>> START Given records
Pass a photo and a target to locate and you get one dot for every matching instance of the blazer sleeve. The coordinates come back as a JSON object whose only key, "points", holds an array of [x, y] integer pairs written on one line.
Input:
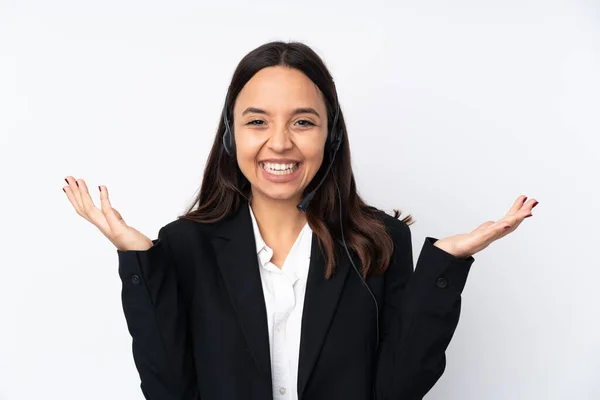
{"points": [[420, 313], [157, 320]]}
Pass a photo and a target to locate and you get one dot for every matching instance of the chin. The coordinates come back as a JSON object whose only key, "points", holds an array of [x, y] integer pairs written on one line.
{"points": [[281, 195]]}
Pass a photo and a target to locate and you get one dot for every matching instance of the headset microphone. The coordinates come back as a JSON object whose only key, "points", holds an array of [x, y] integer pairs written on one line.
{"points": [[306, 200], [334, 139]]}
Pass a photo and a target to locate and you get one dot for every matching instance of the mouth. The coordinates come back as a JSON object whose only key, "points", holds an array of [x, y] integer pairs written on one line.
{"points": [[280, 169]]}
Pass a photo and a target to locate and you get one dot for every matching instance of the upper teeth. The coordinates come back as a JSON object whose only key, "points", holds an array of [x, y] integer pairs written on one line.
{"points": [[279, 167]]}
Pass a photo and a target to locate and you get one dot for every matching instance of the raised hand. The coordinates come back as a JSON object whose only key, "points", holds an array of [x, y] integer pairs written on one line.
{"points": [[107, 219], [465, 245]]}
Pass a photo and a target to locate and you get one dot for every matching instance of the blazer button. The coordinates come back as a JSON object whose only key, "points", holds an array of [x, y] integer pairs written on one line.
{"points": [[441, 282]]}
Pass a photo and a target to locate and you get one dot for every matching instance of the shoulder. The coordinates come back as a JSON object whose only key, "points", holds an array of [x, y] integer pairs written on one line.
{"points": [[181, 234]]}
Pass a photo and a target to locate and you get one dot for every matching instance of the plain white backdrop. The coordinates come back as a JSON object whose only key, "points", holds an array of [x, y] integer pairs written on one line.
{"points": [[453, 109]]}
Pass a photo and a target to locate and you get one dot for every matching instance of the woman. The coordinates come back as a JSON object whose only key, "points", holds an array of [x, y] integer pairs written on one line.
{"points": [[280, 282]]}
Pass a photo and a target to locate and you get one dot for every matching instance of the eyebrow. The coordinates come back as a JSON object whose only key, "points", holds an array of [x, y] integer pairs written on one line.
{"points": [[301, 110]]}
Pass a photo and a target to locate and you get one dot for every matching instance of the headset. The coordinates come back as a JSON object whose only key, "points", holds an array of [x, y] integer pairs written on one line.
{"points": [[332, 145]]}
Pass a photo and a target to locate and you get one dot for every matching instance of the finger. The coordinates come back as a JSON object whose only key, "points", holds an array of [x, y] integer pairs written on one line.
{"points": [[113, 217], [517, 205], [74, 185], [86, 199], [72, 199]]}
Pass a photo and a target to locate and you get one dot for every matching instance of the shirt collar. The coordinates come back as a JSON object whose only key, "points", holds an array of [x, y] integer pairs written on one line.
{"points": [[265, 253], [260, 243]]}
>> END Given records
>> START Given records
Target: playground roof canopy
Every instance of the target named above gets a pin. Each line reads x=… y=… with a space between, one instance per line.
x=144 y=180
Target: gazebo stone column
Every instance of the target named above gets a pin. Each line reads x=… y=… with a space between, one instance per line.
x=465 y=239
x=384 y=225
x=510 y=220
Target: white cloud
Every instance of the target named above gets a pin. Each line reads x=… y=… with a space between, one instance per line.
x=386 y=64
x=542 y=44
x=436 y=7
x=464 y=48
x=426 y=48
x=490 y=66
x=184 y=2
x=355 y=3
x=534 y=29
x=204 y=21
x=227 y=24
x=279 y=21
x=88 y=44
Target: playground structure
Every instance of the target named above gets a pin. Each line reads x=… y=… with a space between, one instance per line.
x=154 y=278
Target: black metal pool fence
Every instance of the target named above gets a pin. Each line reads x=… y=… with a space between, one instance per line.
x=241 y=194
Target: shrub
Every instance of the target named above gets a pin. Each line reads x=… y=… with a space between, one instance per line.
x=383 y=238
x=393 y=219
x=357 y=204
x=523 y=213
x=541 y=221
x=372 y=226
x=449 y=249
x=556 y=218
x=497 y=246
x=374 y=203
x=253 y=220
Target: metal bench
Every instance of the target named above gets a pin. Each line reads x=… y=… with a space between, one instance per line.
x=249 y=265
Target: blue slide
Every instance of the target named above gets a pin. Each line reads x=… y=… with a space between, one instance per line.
>> END Given records
What you need to do:
Could you reproduce the entries word for word, starting at the line that contains "Target: playground roof canopy" and ending at the line that contains "x=510 y=220", with both of those lines included?

Final answer:
Target: playground roof canopy
Every instance of the target named above gets a pin. Each line reads x=… y=… with a space between, one instance per line.
x=144 y=180
Target: gazebo stone column
Every instance of the target named above gets a pin. Each line reads x=… y=… with a space between, one instance per line.
x=465 y=239
x=384 y=225
x=510 y=220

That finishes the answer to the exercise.